▸ **Stated goal**
Reproduce every one of the following rows verbatim, with nothing changed.

▸ **Given records**
──────────

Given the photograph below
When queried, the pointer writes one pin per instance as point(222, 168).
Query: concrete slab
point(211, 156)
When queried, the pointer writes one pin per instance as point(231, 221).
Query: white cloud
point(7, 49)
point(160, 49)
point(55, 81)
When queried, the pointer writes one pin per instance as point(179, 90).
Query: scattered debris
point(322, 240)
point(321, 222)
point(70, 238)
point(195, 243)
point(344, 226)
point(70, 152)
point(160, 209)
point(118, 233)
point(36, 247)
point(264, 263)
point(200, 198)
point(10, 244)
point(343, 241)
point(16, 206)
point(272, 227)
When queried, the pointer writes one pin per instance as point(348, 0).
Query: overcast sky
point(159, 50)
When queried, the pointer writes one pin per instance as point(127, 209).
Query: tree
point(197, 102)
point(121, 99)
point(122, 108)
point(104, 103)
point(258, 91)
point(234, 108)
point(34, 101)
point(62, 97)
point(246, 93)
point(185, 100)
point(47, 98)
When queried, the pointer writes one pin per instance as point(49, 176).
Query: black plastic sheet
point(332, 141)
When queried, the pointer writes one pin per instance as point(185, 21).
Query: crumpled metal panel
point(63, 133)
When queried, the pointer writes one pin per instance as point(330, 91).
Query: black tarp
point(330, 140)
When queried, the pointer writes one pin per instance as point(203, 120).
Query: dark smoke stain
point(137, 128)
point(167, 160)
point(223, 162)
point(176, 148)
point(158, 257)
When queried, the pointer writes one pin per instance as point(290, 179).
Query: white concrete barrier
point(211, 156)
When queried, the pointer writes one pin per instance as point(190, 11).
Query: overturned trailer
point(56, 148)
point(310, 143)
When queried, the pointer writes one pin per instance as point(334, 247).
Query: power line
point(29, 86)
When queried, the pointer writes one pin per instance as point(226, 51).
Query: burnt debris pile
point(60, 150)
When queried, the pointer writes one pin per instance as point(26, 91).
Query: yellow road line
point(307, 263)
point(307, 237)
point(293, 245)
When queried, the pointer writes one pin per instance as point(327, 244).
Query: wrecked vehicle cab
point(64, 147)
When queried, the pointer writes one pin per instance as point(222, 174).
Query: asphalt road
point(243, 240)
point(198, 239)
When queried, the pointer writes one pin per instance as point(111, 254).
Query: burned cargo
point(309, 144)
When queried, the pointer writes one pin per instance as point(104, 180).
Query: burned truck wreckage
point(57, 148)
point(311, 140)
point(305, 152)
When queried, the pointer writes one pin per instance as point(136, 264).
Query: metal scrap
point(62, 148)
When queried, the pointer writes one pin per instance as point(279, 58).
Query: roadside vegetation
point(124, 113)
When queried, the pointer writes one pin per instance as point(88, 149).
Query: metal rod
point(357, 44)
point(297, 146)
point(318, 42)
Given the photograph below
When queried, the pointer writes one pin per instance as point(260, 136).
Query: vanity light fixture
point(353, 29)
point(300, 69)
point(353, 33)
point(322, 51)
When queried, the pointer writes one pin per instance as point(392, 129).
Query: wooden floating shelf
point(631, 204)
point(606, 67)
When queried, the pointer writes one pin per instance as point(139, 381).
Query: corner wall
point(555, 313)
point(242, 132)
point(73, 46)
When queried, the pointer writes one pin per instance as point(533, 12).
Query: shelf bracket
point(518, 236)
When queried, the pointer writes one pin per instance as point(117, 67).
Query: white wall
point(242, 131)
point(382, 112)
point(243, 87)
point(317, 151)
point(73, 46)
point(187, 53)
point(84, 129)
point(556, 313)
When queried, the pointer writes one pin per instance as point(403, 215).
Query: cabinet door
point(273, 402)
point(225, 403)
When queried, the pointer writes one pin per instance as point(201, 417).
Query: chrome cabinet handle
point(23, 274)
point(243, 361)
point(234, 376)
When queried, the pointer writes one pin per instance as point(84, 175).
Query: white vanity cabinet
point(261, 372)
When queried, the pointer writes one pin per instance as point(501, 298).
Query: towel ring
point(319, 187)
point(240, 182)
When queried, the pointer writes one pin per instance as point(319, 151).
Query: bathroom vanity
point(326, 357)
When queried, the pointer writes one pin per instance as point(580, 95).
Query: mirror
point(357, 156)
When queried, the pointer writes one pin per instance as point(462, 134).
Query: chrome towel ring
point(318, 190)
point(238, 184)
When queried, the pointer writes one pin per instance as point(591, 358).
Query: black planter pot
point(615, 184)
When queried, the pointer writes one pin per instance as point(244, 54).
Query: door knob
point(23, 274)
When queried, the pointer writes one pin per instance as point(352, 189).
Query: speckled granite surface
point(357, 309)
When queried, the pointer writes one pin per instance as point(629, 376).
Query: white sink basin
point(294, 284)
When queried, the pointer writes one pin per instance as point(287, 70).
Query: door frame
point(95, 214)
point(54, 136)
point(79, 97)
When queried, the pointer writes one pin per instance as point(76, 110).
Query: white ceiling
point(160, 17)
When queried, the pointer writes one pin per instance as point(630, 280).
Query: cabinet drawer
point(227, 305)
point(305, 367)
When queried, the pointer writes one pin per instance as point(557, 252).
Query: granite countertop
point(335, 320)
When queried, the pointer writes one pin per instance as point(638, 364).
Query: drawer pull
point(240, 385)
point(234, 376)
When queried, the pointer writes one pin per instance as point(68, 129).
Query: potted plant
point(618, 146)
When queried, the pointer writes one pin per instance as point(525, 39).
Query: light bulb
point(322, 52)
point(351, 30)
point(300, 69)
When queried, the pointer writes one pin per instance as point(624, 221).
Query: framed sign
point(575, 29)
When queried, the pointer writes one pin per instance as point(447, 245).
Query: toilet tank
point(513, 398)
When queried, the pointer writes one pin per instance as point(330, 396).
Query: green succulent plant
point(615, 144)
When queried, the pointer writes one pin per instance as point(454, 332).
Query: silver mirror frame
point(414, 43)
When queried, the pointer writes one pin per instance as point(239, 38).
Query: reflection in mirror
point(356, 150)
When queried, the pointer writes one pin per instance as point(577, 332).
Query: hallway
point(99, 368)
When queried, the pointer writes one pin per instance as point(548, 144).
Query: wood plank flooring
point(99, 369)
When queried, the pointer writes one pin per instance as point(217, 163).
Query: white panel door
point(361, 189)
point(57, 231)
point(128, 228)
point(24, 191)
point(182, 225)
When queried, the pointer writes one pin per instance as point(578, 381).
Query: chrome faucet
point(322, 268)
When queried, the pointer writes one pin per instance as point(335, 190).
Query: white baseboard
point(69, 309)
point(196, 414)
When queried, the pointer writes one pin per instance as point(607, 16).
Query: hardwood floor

──────────

▸ **Answer to the task**
Given the photograph below
When queried, the pointer writes one pin per instance as point(222, 168).
Query: concrete slab
point(211, 156)
When queried, the pointer writes one pin per instance as point(231, 221).
Query: white cloud
point(7, 49)
point(160, 49)
point(55, 81)
When queried, the pointer writes one pin per instance as point(179, 90).
Query: scattered debris
point(322, 240)
point(321, 222)
point(70, 238)
point(195, 243)
point(344, 226)
point(70, 152)
point(160, 209)
point(118, 233)
point(36, 247)
point(264, 263)
point(200, 198)
point(10, 244)
point(343, 241)
point(16, 206)
point(272, 227)
When queried, the pointer writes one pin per instance as point(348, 0).
Query: overcast sky
point(159, 50)
When queried, the pointer writes one pin per instance as point(127, 209).
Query: tree
point(197, 102)
point(121, 99)
point(122, 108)
point(104, 103)
point(258, 91)
point(234, 108)
point(34, 101)
point(62, 97)
point(246, 93)
point(185, 100)
point(47, 98)
When queried, the pointer writes one pin per instance as point(49, 176).
Query: black plastic sheet
point(332, 141)
When queried, the pointer writes one pin per instance as point(185, 21).
Query: crumpled metal panel
point(63, 133)
When queried, the pointer writes one pin per instance as point(330, 91).
Query: black tarp
point(330, 140)
When queried, the pointer writes one pin per instance as point(203, 120).
Query: dark smoke stain
point(137, 128)
point(167, 160)
point(223, 162)
point(176, 148)
point(158, 257)
When queried, the pointer writes one pin per instance as point(290, 179).
Query: white concrete barrier
point(211, 156)
When queried, the pointer writes one pin per instance as point(190, 11).
Query: overturned trailer
point(56, 148)
point(310, 143)
When queried, the pointer writes one pin per instance as point(334, 247).
Query: power line
point(29, 86)
When queried, the pointer writes one pin per instance as point(226, 51).
Query: burnt debris pile
point(60, 150)
When queried, the pointer writes one pin per instance as point(26, 91).
Query: yellow road line
point(307, 263)
point(307, 237)
point(293, 245)
When queried, the pointer writes one pin per instance as point(327, 244).
Query: wrecked vehicle cab
point(64, 147)
When queried, the pointer writes one pin per instance as point(222, 174).
Query: asphalt road
point(243, 240)
point(198, 239)
When queried, the pointer writes one pin per instance as point(111, 254).
Query: burned cargo
point(309, 144)
When queried, the pointer writes one pin per instance as point(104, 180).
Query: burned truck wreckage
point(57, 148)
point(311, 140)
point(305, 152)
When queried, the pointer writes one pin per instance as point(136, 264).
Query: metal scrap
point(62, 148)
When queried, the pointer writes one pin per instance as point(279, 58).
Query: roadside vegetation
point(124, 113)
When queried, the pointer writes one pin per instance as point(88, 149).
Query: metal rod
point(357, 44)
point(297, 146)
point(318, 42)
Given the photograph below
When queried, the pointer writes one pin per instance as point(260, 136).
Query: vanity light fixture
point(353, 29)
point(300, 69)
point(353, 33)
point(322, 51)
When queried, the pointer writes one pin per instance as point(392, 129).
Query: wooden floating shelf
point(631, 204)
point(606, 67)
When queried, the pointer writes one pin per instance as point(139, 381).
Query: corner wall
point(555, 313)
point(242, 132)
point(73, 46)
When queried, the pointer writes one pin per instance as point(533, 12).
Query: shelf bracket
point(518, 236)
When queried, the pointer writes one pin per instance as point(117, 67).
Query: white wall
point(242, 131)
point(382, 112)
point(243, 87)
point(317, 151)
point(73, 46)
point(187, 53)
point(84, 129)
point(556, 313)
When queried, the pointer writes one pin per instance as point(403, 215).
Query: cabinet door
point(273, 402)
point(225, 403)
When queried, the pointer writes one pin per instance as point(201, 417).
Query: chrome cabinet handle
point(23, 274)
point(243, 361)
point(234, 376)
When queried, the pointer writes one pin per instance as point(84, 175).
Query: white vanity cabinet
point(261, 372)
When queried, the pointer writes one pin per instance as point(501, 298).
Query: towel ring
point(319, 187)
point(240, 182)
When queried, the pointer writes one pin per instance as point(319, 151).
Query: bathroom vanity
point(326, 357)
When queried, the pointer writes one pin per instance as point(580, 95).
Query: mirror
point(357, 156)
When queried, the pointer writes one pin per instance as point(462, 134).
Query: chrome towel ring
point(318, 190)
point(238, 184)
When queried, the pointer writes one pin per instance as point(591, 358).
Query: black planter pot
point(615, 184)
When queried, the pointer writes one pin per instance as point(244, 54).
Query: door knob
point(23, 274)
When queried, the pointer writes one pin per instance as point(352, 189).
Query: speckled granite surface
point(357, 309)
When queried, the pointer writes one pin per instance as point(629, 376).
Query: white sink basin
point(294, 284)
When queried, the pointer writes one pin per instance as point(287, 70).
Query: door frame
point(95, 214)
point(54, 136)
point(79, 97)
When queried, the pointer writes one pin per instance as point(76, 110).
Query: white ceiling
point(160, 17)
When queried, the pointer writes one pin per instance as point(630, 280).
Query: cabinet drawer
point(227, 305)
point(305, 367)
When queried, the pointer writes one pin per instance as point(557, 252).
Query: granite countertop
point(335, 320)
When queried, the pointer writes one pin per instance as point(638, 364).
Query: drawer pull
point(240, 385)
point(234, 376)
When queried, the pointer writes one pin per instance as point(68, 129).
Query: potted plant
point(618, 146)
When queried, the pointer writes one pin per instance as point(525, 39).
Query: light bulb
point(322, 52)
point(351, 30)
point(300, 69)
When queried, the pointer writes one pin per instance as point(624, 221).
Query: framed sign
point(575, 29)
When queried, the pointer writes one pin per instance as point(447, 245).
Query: toilet tank
point(513, 398)
When queried, the pointer writes one pin per instance as point(330, 396).
Query: green succulent plant
point(615, 144)
When queried, the pointer writes one pin per instance as point(454, 332).
Query: silver mirror frame
point(414, 43)
When queried, the pointer writes one pin per instance as point(239, 38).
Query: reflection in mirror
point(356, 150)
When queried, the pointer writes one pin per instance as point(577, 332).
Query: hallway
point(99, 368)
When queried, the pointer writes one pin per instance as point(548, 144).
Query: wood plank flooring
point(99, 369)
When queried, the pointer writes one pin per instance as point(217, 163).
Query: white panel door
point(361, 189)
point(57, 231)
point(128, 228)
point(24, 191)
point(182, 225)
When queried, the pointer writes one pin per instance as point(578, 381).
Query: chrome faucet
point(322, 268)
When queried, the pointer writes one pin per instance as point(335, 190).
Query: white baseboard
point(69, 309)
point(196, 414)
When queried, the pointer writes one pin per instance as point(607, 16).
Query: hardwood floor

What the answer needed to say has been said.